THE TASK: Rewrite the data below with "white window frame" changed to "black window frame" everywhere and nothing else altered, leaving out the pictures.

--*--

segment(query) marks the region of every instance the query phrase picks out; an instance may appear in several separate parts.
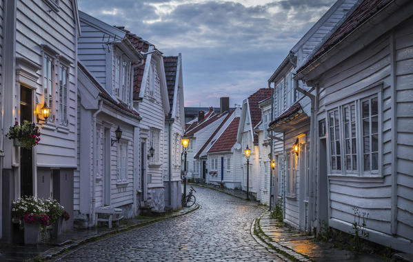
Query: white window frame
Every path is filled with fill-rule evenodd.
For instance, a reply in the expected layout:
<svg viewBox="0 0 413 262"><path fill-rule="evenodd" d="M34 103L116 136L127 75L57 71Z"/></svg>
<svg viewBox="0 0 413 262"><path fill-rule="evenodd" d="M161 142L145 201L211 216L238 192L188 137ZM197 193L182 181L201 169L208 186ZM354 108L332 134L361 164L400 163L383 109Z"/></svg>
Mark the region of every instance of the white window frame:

--*--

COMPLETE ANSWER:
segment(query) marks the region of every instance the query phrase picks out; an instance may appear in several separate parts.
Query: black window frame
Every path is filled with fill-rule evenodd.
For instance, a reply in the expected layout:
<svg viewBox="0 0 413 262"><path fill-rule="evenodd" d="M34 103L116 136L127 75L57 71Z"/></svg>
<svg viewBox="0 0 413 262"><path fill-rule="evenodd" d="M161 142L145 201L211 216L238 192L188 137ZM197 193L182 181L201 169L208 186ZM354 108L332 134L361 164L400 163L383 109Z"/></svg>
Mark the region of every instance of the black window frame:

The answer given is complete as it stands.